課題 ▸ A市立病院の経営改革についての本文から、かぎかっこ「」で囲まれた医療の用語をすべて、重複なく出てくる順に書き出してください。

【株式会社オーエイチエム 医業経営コンサルタント 太田憲吾】
前回は、経営悪化という病に至ったA市立病院を「診察」「検査」し、強いセクショナリズムと連携不足、人員減による組織の疲弊(特に事務部門)など、そのボトルネックを整理(「診断」)したことをお伝えした。それでは、これに対して、どのような改革を行ったのか、いよいよ「治療」にかかりたいと思う。
A市立病院の「治療」は、収支改善と組織風土の改革を同時に行う必要があった。コメディカルを含め、熱い職員が多数いるにもかかわらず、セクショナリズムにより空回りしている、もったいない組織であることが明白だったからだ。逆に言えば、公務員としての原点回帰とコミュニケーションの活性化を実践できれば必ず立ち直ることができると、わたしは確信していた。
改革のターニングポイントとなったのは、経営形態の見直しなどが求められた公立病院改革プランに基づき、2009年7月、地方公営企業法全部適用病院となったことである。事業管理者を兼務することになった院長が人事や予算、組織構成などの権限を持ち、経営責任が明確化された。これが、以下に述べるような改革を実行する上で重要な追い風となったのである。

データ ▸

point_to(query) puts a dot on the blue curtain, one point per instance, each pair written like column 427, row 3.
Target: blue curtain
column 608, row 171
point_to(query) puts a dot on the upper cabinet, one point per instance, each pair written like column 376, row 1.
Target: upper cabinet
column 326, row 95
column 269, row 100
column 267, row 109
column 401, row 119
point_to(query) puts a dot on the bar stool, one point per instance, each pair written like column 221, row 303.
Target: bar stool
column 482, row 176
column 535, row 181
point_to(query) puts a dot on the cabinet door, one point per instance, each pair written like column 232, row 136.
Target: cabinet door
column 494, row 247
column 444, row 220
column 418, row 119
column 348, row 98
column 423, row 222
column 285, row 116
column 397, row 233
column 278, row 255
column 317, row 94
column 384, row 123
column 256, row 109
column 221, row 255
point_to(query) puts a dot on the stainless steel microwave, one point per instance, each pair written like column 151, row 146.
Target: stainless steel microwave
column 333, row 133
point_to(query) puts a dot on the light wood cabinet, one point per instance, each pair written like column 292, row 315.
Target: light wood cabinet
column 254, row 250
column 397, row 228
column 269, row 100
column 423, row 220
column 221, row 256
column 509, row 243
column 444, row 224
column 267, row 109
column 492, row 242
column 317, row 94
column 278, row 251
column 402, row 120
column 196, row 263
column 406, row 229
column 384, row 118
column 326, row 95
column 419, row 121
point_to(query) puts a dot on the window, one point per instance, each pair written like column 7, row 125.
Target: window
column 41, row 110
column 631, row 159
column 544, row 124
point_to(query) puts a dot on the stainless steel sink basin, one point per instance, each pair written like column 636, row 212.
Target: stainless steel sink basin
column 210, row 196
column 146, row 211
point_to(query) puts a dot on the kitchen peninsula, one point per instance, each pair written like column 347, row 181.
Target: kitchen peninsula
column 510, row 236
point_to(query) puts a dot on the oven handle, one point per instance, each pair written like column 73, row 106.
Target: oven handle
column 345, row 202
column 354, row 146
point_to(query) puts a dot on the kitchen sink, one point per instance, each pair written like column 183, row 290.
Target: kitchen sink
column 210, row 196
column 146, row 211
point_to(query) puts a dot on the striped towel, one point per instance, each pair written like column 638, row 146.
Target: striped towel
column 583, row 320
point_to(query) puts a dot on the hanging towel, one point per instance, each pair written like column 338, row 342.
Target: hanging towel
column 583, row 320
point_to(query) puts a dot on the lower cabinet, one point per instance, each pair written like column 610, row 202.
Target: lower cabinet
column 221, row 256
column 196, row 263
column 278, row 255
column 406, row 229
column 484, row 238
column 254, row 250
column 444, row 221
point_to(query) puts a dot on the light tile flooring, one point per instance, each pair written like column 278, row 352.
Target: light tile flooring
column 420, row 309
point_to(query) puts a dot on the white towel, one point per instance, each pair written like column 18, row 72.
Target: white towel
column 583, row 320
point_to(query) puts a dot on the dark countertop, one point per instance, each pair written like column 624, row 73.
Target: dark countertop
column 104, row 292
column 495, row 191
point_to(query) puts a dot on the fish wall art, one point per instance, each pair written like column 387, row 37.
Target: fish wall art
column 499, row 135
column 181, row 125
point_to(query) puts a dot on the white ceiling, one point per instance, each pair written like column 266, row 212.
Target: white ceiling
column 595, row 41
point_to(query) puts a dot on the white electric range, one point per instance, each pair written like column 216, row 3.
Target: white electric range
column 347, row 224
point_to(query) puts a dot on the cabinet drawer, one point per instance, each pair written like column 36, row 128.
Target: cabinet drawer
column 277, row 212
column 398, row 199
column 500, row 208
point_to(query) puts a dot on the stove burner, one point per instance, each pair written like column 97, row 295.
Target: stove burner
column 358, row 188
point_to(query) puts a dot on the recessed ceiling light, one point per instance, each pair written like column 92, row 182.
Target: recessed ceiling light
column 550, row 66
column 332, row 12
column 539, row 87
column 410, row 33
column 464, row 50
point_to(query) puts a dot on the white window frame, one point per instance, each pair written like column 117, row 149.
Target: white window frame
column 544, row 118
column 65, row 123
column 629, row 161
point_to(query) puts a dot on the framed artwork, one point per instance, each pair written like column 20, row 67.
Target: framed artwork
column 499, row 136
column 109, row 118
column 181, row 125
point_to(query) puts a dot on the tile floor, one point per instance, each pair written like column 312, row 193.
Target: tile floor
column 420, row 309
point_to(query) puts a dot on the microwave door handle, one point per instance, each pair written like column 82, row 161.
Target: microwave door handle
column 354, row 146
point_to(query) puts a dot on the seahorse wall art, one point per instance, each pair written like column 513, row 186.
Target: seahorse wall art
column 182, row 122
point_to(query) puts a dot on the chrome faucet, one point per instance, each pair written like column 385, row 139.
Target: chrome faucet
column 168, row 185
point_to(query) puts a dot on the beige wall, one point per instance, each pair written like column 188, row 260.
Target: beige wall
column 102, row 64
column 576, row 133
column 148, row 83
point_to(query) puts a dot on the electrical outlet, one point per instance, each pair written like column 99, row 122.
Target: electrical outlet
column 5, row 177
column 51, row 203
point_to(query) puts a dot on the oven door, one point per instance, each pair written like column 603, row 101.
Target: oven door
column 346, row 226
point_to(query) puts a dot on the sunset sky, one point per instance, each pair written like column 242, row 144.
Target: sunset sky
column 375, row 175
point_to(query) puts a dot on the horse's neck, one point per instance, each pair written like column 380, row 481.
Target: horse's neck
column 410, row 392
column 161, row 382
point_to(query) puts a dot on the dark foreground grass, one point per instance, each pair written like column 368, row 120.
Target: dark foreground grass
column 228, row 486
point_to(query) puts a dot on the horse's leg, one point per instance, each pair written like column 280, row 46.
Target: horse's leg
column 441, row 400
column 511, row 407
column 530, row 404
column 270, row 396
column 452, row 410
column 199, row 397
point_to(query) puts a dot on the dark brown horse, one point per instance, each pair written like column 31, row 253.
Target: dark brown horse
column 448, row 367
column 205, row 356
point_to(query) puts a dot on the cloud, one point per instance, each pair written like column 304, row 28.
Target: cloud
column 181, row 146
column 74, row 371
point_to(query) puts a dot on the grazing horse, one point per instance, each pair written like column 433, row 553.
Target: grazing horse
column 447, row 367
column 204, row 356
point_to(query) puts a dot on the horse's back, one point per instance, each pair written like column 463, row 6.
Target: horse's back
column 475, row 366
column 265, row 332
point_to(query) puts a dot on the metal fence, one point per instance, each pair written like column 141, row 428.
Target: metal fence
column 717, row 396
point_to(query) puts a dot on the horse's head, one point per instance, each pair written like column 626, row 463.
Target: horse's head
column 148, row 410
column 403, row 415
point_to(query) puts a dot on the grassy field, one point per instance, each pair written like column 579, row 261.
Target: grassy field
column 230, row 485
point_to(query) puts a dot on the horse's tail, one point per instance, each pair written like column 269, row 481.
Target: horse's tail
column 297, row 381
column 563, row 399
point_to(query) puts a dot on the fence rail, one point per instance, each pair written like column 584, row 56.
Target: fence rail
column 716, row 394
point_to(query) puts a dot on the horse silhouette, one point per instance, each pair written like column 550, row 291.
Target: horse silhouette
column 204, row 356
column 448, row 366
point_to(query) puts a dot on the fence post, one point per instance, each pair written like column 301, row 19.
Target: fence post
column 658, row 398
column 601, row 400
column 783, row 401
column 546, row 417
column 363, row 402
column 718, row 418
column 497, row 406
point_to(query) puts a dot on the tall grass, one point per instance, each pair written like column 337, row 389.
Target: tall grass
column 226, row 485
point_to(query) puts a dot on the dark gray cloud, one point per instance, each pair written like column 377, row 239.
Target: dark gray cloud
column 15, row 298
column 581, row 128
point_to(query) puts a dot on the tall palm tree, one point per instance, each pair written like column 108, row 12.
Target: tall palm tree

解答 ▸ 診察、検査、診断、治療